Top of Data for this exercise

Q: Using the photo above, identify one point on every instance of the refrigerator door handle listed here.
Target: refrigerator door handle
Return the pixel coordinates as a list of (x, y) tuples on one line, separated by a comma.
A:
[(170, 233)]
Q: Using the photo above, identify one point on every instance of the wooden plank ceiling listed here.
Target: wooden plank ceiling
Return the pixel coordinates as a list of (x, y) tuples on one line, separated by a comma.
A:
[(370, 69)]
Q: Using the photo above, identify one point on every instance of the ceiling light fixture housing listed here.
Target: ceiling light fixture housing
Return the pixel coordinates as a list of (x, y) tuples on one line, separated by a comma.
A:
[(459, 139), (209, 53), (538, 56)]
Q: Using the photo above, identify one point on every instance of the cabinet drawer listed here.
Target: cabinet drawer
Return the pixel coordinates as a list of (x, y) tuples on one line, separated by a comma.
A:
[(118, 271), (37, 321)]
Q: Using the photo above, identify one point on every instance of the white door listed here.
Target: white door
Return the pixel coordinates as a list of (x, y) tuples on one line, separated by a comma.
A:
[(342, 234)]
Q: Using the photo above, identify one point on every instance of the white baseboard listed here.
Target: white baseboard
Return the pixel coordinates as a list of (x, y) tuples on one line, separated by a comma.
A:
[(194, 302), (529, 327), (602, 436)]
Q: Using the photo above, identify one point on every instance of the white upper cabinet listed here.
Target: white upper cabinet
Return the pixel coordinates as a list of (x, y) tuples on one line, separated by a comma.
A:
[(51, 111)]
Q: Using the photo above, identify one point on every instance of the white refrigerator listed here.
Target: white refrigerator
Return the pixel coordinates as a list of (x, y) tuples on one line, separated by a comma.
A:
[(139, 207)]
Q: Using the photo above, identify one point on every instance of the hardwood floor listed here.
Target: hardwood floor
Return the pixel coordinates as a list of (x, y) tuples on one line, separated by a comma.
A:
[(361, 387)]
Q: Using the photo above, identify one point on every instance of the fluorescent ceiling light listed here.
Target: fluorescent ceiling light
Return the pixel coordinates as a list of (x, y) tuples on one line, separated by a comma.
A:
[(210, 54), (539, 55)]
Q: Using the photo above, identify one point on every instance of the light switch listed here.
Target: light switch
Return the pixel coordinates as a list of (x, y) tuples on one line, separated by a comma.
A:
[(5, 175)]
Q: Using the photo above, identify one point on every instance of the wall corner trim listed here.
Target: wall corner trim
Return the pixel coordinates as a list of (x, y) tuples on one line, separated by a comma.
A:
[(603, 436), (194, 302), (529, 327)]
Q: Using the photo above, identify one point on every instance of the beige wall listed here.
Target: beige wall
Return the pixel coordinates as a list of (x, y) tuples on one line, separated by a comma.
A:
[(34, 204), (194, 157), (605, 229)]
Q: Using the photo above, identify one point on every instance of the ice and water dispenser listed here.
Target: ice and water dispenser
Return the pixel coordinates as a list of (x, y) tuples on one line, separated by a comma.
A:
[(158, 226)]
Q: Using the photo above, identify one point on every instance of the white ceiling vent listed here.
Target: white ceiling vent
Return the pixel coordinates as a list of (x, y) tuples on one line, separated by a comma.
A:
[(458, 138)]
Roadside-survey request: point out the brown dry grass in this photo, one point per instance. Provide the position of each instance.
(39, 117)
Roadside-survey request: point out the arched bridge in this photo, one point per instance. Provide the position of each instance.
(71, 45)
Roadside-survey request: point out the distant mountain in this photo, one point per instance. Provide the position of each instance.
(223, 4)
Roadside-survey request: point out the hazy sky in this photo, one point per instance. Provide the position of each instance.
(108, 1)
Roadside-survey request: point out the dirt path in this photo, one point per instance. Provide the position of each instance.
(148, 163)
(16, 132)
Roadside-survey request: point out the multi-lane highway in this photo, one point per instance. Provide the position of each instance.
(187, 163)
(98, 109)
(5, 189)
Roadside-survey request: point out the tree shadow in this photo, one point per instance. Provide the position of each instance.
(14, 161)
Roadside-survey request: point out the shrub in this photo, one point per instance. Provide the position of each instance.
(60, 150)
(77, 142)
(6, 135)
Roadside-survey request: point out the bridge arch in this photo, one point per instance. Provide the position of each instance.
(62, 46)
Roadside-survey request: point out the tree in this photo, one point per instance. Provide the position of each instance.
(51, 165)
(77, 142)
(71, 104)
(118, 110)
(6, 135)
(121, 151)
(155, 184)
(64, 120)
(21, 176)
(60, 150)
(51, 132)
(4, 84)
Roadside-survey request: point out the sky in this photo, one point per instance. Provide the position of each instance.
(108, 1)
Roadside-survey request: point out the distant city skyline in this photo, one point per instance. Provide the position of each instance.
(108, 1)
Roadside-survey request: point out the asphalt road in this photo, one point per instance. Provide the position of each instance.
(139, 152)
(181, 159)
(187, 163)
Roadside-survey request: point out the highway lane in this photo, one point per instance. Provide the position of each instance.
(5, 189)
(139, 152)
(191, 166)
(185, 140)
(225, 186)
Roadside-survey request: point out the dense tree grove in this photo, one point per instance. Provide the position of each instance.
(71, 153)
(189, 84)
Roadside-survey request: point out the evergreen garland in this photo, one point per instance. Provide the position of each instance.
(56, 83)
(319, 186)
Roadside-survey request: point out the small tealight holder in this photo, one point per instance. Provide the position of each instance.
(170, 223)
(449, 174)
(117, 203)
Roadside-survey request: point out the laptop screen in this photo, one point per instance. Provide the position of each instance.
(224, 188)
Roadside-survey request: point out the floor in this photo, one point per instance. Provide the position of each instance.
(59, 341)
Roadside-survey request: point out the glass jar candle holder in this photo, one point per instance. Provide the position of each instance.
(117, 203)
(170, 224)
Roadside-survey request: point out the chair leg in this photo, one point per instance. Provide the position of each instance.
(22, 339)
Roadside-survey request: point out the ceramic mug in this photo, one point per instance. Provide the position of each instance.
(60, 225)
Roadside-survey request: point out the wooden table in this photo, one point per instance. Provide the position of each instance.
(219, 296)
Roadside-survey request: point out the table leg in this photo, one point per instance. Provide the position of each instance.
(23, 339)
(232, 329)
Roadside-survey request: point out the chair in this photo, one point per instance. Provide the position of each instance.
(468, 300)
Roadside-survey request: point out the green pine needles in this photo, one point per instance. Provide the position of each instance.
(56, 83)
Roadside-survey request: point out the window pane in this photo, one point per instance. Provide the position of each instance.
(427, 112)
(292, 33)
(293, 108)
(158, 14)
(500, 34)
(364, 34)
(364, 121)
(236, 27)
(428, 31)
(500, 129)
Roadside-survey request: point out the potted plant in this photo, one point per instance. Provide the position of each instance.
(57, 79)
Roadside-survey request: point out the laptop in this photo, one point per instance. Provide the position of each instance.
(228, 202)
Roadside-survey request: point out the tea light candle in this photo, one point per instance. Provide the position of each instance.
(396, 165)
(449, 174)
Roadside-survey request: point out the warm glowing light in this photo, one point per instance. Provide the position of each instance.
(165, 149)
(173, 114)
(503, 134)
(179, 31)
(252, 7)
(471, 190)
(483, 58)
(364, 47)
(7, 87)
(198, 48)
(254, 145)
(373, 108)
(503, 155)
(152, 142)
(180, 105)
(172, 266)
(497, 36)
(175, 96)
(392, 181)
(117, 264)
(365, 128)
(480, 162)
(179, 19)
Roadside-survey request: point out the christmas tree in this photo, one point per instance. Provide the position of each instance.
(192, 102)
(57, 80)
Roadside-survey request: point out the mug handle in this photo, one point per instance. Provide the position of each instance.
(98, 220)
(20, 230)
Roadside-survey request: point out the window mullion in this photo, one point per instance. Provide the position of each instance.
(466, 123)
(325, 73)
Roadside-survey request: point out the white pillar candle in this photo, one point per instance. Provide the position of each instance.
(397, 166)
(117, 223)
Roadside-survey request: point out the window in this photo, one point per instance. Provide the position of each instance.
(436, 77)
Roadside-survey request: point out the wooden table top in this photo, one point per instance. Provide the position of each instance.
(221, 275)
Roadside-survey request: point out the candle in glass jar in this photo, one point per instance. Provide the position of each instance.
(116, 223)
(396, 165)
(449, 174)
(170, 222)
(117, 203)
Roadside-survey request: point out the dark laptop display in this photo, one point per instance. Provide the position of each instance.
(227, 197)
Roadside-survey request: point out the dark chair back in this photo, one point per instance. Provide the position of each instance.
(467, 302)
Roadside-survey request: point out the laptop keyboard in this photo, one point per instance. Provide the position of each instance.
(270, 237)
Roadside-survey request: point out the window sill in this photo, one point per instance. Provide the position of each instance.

Bottom of Data for this exercise

Task:
In the records above, return only the line that contains "Roadside-survey request: point out the laptop keyboard" and every line after it through the last, exactly as they appear.

Solution below:
Roadside-survey request: point out the laptop keyboard in this photo, one point per instance. Provide the position of each instance.
(270, 237)
Roadside-survey request: point out the window sill in this photo, one point per instance. Provide the position of each instance.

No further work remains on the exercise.